Given task:
Answer these questions using the court opinion excerpt below:
(a) Under which chapter and section of the General Laws do the amended statutes on exceptions in civil cases now appear?
(b) On which streets were the employers' premises covered by the preliminary injunction located?
(c) Which statutory provision could the defendants have used to seek a modification or a discharge of the injunction?

Source excerpt:

===

The legislative history of bills of exception in both criminal and civil cases shows that it was the intent of the Legislature to eliminate the cumbersome and inconvenient method of requiring a party aggrieved by errors of law committed at a trial to resort to a bill of exceptions for the purpose of incorporating his exceptions into, and making them a part of, the record in order that they may be open on a writ of error, and to substitute an easy and direct method of review by a bill of exceptions. Successive amendments to the original statutes, St. 1803, c. 94, § 5, and St. 1804, c. 105, § 5, which now appear as G.L. (Ter. Ed.) c. 231, § 113, as to civil cases, and G.L. (Ter. Ed.) c. 278, § 31, as to criminal cases, have greatly extended the scope of exceptions, and they have become the usual method of securing a review of errors of law alleged to have been committed during the course of the trial. See Cogswell v. Dolliver, 2 Mass. 217; Endicott, petitioner, 24 Pick. 339; Eaton v. Hall, 5 Met. 287; Tyndale v. Stanwood, 186 Mass. 59; Loveland v. Rand, 200 Mass. 142; Commonwealth v. Marsino, 252 Mass. 224.
There was no error in the denial of the plaintiff's motion to dismiss the defendants' exceptions. As the plaintiff's appeal raises the same question as is raised by its exception, which must be overruled, we need not consider the appeal, which must be dismissed. Worcester v. Bennett, 310 Mass. 400. St. George's Church v. Primitive Methodist Church, ante, 202.
We now pass to the exceptions taken by the defendants. The preliminary injunction was entered in a suit in equity brought by the plaintiff and another employer who occupied premises located upon Adams and Cotton streets in Leominster. The injunction, so far as now material, prohibited the defendants from maintaining more than two pickets at each of the entrances to these premises, from "molesting, intimidating or threatening or preventing any person from" entering or leaving these premises, and from congregating on either Adams Street or Cotton Street. It also contained the following clause: "6. There is no attempt hereby to limit the statutory or constitutional rights of either party to peacefully persuade or exercise their rights of free speech and of free press."
We assume that the situation existing at the time this injunction was issued warranted its issuance and justified the imposition of the conditions that it contained. The defendants could have availed themselves of the speedy and effectual remedy provided by G.L. (Ter. Ed.) c. 214, § 9A, inserted by St. 1935, c. 407, § 4, if they desired a modification or a discharge of the injunction. Mengel v. Justices of the Superior Court, 313 Mass. 238. It is undisputed that the Superior Court had jurisdiction to grant the injunction, and the sole issue presented is whether the defendants have violated its terms. Stanley v. Old Colony Railroad, 176 Mass. 145, 149, 150. Bacon v. Onset Bay Grove Association, 286 Mass. 487. Prenguber v. Agostini, 294 Mass. 491, 494, 495. Bonifazi v. Breschi, 296 Mass. 544, 547. Howat v. Kansas, 258 U.S. 181. While the injunction remained in force the defendants were required to obey its commands. Hamlin v. New York, New Haven Hartford Railroad, 170 Mass. 548. Irving Casson-A.H. Davenport Co. v. Howlett, 229 Mass. 560. Wireless Specialty Apparatus Co. v. Priess, 246 Mass. 274. New York Central Railroad v. Ayer, 253 Mass. 122.

===

(A block of data)
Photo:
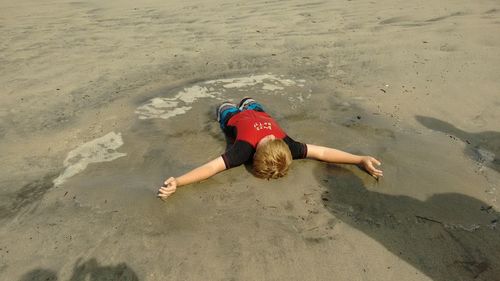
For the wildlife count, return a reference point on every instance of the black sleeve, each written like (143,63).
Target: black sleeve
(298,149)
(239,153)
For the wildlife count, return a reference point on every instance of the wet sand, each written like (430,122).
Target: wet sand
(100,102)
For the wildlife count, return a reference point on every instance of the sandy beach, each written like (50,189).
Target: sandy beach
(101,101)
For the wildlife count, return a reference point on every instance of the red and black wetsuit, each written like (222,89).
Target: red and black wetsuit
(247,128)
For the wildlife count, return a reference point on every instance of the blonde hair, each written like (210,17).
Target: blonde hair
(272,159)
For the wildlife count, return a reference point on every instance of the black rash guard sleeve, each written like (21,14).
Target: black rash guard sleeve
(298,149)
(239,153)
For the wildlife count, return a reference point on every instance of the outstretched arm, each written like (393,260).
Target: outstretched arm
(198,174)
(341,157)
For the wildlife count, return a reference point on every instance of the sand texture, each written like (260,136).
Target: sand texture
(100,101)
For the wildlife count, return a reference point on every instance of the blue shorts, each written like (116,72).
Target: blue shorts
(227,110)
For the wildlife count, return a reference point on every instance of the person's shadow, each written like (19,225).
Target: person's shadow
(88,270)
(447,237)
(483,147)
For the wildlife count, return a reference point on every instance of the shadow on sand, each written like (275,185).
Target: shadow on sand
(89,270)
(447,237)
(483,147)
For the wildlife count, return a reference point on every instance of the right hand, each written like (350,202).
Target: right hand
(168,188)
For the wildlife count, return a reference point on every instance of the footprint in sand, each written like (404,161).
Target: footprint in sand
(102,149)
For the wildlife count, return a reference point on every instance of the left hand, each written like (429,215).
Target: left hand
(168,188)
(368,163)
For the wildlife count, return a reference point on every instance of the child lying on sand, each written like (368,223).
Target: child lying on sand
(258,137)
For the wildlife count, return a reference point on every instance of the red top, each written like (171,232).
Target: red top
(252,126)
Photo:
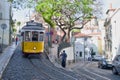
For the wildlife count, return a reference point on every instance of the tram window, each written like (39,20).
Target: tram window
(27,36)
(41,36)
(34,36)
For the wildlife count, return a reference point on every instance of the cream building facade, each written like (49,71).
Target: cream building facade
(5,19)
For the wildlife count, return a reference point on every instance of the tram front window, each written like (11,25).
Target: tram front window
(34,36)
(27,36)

===

Full answer:
(a) G.L. (Ter. Ed.) c. 231, § 113.
(b) Adams Street and Cotton Street in Leominster.
(c) G.L. (Ter. Ed.) c. 214, § 9A, inserted by St. 1935, c. 407, § 4.